Data excerpts Start Marker

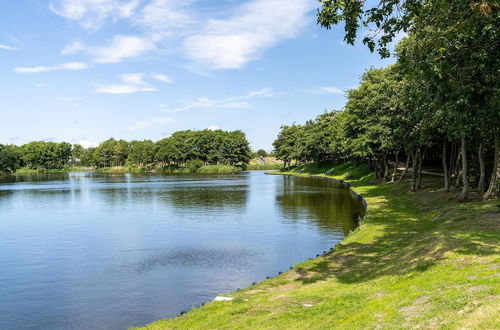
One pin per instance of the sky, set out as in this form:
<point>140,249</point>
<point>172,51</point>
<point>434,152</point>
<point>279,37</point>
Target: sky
<point>83,71</point>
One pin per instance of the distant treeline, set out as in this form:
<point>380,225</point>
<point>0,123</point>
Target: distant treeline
<point>184,148</point>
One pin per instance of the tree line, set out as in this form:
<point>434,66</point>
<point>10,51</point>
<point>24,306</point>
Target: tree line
<point>188,148</point>
<point>438,102</point>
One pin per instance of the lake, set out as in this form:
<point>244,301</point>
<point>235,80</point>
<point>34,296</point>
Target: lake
<point>95,251</point>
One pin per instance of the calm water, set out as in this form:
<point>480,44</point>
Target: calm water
<point>88,251</point>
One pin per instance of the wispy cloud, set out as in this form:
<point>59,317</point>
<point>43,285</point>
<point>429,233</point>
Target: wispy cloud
<point>256,26</point>
<point>324,90</point>
<point>133,83</point>
<point>162,77</point>
<point>92,13</point>
<point>121,47</point>
<point>65,66</point>
<point>85,142</point>
<point>222,43</point>
<point>6,47</point>
<point>236,102</point>
<point>162,17</point>
<point>156,121</point>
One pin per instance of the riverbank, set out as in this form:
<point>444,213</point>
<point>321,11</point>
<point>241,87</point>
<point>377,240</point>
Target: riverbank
<point>416,260</point>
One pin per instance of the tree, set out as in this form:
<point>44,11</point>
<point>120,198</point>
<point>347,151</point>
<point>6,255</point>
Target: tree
<point>9,158</point>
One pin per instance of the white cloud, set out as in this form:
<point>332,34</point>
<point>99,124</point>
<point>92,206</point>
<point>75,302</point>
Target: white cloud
<point>6,47</point>
<point>84,142</point>
<point>134,79</point>
<point>236,102</point>
<point>65,66</point>
<point>324,90</point>
<point>256,26</point>
<point>92,13</point>
<point>162,77</point>
<point>133,83</point>
<point>162,16</point>
<point>121,47</point>
<point>72,48</point>
<point>150,122</point>
<point>123,89</point>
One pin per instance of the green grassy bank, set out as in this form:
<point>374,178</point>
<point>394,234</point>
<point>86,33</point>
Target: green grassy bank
<point>417,260</point>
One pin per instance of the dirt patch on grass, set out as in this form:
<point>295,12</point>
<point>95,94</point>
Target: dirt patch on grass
<point>419,306</point>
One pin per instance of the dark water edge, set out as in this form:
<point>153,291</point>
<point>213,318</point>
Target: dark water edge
<point>95,251</point>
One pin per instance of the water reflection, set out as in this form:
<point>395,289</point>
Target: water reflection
<point>99,251</point>
<point>324,202</point>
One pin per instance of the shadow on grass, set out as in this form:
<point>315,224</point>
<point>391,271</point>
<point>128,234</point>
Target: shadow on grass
<point>412,232</point>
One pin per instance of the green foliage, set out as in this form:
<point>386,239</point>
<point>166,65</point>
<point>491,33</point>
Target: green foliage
<point>261,153</point>
<point>9,158</point>
<point>210,147</point>
<point>45,155</point>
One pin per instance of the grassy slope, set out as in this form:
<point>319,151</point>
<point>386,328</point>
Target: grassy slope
<point>416,260</point>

Data excerpts End Marker

Task requirements
All of the records must come back exactly as they stand, minus every picture.

Reply to the task
One pin per instance of the sky, set out as in this form:
<point>140,249</point>
<point>172,51</point>
<point>434,152</point>
<point>279,37</point>
Target: sky
<point>83,71</point>
One pin per instance of the distant treeline, set out as in this form:
<point>380,225</point>
<point>0,123</point>
Target: distant treeline
<point>184,148</point>
One pin per instance of the tree line, set out as in this form:
<point>434,66</point>
<point>10,51</point>
<point>24,306</point>
Target: tree line
<point>188,148</point>
<point>438,102</point>
One pin per instance of the lake, set out as in this form:
<point>244,301</point>
<point>235,80</point>
<point>34,296</point>
Target: lake
<point>95,251</point>
One pin per instance of the calm water, set out as in this form:
<point>480,44</point>
Target: calm water
<point>88,251</point>
One pin per instance of the wispy cloud, set out as in this form:
<point>59,317</point>
<point>43,285</point>
<point>429,233</point>
Target: wispy cloud
<point>256,26</point>
<point>324,90</point>
<point>133,83</point>
<point>162,77</point>
<point>92,13</point>
<point>121,47</point>
<point>65,66</point>
<point>85,142</point>
<point>222,43</point>
<point>6,47</point>
<point>236,102</point>
<point>162,17</point>
<point>156,121</point>
One pin per instance of the riverbank, set out as in this form:
<point>444,213</point>
<point>321,11</point>
<point>241,87</point>
<point>377,240</point>
Target: riverbank
<point>416,260</point>
One pin per instance of the tree, set out as in this form:
<point>44,11</point>
<point>120,198</point>
<point>347,151</point>
<point>6,255</point>
Target: tree
<point>9,158</point>
One pin per instance of the white cloud, set out as in this form:
<point>332,34</point>
<point>99,124</point>
<point>92,206</point>
<point>75,302</point>
Target: white cloud
<point>6,47</point>
<point>84,142</point>
<point>134,79</point>
<point>236,102</point>
<point>65,66</point>
<point>324,90</point>
<point>256,26</point>
<point>92,13</point>
<point>162,77</point>
<point>133,83</point>
<point>162,16</point>
<point>121,47</point>
<point>72,48</point>
<point>150,122</point>
<point>123,89</point>
One pin per instance of the green grassy bank, set out as in this form:
<point>374,178</point>
<point>394,234</point>
<point>86,33</point>
Target: green grassy bank
<point>417,260</point>
One pin per instance of the dirt patch on grass, set out as in this form:
<point>295,12</point>
<point>95,94</point>
Target: dirt patch on grass
<point>419,306</point>
One pin per instance of the dark water edge, set out as in this form:
<point>153,291</point>
<point>213,318</point>
Target: dark water edge
<point>95,251</point>
One pin per instance of the water reflection, set out as in this form:
<point>395,289</point>
Target: water reflection
<point>99,251</point>
<point>324,202</point>
One pin per instance of the shadow on grass, set out as in this form:
<point>315,224</point>
<point>391,271</point>
<point>128,234</point>
Target: shadow on grass
<point>412,232</point>
One pin per instance of the green foliage, set out as in this form:
<point>386,239</point>
<point>166,65</point>
<point>491,33</point>
Target: green foliage
<point>261,153</point>
<point>9,158</point>
<point>210,147</point>
<point>45,155</point>
One pin per instance of the grassy slope, set out as in this form:
<point>319,151</point>
<point>386,328</point>
Target: grassy slope
<point>416,260</point>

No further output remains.